-- SUPPLIED DATA follows --

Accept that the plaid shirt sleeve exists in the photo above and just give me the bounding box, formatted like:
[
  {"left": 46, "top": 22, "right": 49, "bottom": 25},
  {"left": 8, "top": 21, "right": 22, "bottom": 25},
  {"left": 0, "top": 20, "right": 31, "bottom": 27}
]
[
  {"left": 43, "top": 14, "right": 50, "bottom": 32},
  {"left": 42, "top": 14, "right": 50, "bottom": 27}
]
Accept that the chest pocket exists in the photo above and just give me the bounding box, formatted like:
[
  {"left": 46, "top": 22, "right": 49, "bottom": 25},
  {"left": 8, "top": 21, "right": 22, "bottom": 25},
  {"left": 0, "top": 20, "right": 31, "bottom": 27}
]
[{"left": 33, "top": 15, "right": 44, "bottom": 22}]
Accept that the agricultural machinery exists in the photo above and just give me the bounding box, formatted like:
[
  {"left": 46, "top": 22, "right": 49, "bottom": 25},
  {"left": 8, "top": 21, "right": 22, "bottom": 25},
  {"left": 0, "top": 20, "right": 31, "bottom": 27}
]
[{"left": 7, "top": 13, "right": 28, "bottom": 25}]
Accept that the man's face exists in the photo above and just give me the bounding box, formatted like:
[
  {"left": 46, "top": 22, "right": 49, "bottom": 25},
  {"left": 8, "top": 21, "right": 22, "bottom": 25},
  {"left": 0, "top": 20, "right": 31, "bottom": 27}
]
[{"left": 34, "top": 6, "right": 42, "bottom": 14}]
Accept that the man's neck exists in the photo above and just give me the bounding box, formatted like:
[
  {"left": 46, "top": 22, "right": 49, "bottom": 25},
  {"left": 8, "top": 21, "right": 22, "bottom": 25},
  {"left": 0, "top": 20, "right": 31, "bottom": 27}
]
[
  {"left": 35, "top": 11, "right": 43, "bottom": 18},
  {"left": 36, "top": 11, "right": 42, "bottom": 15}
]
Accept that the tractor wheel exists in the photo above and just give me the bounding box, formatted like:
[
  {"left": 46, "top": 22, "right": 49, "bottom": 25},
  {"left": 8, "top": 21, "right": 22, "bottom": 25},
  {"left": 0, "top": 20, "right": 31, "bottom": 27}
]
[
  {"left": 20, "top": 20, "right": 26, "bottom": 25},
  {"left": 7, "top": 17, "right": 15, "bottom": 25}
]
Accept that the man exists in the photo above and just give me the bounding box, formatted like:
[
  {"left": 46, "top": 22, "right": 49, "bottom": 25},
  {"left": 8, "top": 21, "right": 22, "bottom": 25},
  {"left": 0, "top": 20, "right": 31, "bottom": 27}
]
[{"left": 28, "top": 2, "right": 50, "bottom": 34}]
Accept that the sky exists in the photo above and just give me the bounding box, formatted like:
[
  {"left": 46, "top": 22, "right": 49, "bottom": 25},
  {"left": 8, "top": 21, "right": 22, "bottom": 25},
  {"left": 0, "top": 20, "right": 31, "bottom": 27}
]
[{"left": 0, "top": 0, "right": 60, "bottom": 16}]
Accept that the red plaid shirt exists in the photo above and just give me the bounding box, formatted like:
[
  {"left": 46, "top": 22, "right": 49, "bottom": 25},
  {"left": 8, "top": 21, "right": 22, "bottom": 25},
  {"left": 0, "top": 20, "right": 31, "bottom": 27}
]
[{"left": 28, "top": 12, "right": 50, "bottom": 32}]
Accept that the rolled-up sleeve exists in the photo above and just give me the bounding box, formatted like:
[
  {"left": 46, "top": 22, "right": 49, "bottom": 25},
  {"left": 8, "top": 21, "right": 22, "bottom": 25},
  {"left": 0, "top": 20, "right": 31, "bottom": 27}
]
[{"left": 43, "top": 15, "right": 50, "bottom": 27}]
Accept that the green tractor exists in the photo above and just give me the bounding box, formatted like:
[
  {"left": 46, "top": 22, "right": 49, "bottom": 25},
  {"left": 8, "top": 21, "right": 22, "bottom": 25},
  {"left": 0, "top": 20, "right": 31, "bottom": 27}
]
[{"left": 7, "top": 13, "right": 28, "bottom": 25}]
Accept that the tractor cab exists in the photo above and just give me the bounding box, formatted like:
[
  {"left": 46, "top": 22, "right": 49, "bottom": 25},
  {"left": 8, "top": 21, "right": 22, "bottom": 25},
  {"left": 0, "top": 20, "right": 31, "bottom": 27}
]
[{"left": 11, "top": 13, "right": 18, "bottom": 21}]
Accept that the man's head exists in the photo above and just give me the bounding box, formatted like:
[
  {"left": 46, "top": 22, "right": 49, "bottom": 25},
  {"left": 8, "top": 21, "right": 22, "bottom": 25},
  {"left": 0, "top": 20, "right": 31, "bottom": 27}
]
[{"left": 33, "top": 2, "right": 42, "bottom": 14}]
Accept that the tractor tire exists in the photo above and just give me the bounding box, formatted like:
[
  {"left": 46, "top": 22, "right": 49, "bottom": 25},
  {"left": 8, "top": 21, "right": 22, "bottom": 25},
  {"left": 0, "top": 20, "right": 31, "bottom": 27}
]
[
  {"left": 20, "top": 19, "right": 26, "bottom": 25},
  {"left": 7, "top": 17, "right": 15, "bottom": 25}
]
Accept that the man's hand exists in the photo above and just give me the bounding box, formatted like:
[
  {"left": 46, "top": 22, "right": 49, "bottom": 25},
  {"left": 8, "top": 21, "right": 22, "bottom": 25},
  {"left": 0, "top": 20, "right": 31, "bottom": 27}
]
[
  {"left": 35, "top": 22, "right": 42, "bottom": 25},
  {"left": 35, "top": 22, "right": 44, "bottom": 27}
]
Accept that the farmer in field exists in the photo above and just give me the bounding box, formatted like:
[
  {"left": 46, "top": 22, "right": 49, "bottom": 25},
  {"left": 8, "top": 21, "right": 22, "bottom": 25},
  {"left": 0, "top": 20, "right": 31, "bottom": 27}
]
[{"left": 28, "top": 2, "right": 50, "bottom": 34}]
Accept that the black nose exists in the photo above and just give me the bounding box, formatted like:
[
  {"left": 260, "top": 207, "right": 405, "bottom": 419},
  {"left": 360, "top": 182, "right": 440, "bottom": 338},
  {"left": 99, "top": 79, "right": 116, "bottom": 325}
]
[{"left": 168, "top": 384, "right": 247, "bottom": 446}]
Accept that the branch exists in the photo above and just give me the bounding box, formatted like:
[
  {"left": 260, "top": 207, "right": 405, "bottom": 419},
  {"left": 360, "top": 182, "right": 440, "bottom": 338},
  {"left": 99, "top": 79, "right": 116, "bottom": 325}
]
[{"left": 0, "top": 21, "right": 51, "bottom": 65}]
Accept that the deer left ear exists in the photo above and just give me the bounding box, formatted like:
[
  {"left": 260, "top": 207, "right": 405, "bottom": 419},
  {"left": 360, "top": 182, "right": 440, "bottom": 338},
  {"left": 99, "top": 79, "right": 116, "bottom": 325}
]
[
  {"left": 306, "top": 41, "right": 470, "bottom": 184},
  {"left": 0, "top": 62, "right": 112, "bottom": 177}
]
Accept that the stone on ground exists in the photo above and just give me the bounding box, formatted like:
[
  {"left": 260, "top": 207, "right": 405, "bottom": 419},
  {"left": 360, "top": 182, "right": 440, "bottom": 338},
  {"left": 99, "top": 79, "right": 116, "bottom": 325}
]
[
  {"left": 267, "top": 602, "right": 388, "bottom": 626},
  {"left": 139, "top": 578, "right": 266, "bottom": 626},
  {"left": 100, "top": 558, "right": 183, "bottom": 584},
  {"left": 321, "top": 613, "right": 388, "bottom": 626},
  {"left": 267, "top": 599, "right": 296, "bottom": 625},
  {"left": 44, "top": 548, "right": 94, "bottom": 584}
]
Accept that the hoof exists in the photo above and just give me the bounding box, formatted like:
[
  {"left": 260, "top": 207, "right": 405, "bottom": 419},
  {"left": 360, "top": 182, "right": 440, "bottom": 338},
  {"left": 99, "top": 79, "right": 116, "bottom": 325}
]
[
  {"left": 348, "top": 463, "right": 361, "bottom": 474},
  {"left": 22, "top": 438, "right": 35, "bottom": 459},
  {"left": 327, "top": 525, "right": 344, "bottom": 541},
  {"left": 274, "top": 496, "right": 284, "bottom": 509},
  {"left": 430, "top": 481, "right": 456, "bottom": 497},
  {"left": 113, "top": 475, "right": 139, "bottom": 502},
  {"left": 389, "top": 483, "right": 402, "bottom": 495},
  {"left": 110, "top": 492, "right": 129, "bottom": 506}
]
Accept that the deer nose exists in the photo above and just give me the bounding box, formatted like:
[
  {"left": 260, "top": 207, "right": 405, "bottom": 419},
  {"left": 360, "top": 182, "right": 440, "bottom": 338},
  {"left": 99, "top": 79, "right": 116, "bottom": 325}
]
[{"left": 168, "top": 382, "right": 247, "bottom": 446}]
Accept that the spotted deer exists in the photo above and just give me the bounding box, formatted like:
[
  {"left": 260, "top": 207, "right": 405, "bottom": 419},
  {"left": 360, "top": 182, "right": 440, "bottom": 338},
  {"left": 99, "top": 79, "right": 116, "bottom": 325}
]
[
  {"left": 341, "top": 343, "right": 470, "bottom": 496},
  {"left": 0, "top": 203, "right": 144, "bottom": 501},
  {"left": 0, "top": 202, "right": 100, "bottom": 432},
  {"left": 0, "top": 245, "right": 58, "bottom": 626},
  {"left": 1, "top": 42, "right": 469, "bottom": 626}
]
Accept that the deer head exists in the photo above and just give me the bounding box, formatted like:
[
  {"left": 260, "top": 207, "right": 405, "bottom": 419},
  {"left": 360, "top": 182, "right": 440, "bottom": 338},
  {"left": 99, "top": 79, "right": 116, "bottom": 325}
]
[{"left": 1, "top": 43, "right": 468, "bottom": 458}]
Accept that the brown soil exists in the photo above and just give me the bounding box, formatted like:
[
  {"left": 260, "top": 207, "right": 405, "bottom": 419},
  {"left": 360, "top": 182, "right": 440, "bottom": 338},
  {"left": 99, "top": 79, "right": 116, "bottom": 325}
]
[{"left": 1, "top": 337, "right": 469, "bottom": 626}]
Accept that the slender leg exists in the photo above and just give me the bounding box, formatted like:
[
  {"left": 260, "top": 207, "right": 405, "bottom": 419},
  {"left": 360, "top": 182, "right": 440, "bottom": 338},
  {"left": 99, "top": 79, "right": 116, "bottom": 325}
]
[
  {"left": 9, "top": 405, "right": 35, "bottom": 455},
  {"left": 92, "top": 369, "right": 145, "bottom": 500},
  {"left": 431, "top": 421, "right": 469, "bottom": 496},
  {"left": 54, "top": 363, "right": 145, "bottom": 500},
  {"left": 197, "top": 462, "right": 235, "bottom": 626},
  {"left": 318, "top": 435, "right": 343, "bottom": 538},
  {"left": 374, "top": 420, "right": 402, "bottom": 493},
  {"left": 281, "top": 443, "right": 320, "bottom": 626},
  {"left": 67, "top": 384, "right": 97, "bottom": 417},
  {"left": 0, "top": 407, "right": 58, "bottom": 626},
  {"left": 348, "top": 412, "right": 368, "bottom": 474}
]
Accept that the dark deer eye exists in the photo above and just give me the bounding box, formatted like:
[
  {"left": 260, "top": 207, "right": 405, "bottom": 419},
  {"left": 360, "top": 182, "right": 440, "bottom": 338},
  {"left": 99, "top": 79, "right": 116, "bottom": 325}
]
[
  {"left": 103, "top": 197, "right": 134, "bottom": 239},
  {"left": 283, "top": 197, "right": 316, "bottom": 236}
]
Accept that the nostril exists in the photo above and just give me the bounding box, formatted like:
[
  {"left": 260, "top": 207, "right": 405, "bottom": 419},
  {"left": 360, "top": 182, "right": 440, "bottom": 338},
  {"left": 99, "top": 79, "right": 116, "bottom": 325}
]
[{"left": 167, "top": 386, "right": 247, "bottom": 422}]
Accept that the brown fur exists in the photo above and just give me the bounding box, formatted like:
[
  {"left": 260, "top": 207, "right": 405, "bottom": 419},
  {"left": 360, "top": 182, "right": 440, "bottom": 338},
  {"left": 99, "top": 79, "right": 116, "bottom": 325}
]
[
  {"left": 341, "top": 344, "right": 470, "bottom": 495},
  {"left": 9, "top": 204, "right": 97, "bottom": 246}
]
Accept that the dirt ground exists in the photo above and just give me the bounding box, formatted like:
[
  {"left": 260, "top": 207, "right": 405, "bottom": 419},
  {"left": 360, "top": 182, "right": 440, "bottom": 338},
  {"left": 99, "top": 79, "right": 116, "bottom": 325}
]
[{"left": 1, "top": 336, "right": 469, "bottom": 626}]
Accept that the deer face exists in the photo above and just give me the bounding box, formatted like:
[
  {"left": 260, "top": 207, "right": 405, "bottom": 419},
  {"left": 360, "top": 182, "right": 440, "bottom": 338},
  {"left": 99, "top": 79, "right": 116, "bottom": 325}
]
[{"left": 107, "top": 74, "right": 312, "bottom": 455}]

-- SUPPLIED DATA concluded --

### WHAT THE TASK REQUIRES
The lines to copy are those in the listing that contain the word "deer".

### OUTPUT BELOW
Accept that the deer left ear exists in the photo above and just give me the bounding box, formatted like:
Accept that the deer nose exists in the photo above and just give me the bounding box, formatted like:
Accept that the spotted deer exists in the photo above and just give me the bounding box, formatted like:
Accept that the deer head exists in the photo above and just give me the bounding box, formatted like:
Accept that the dark deer eye exists in the photo above and just give me the bounding box, formatted like:
Accept that the deer face exists in the photo above and just give me the bounding box, formatted like:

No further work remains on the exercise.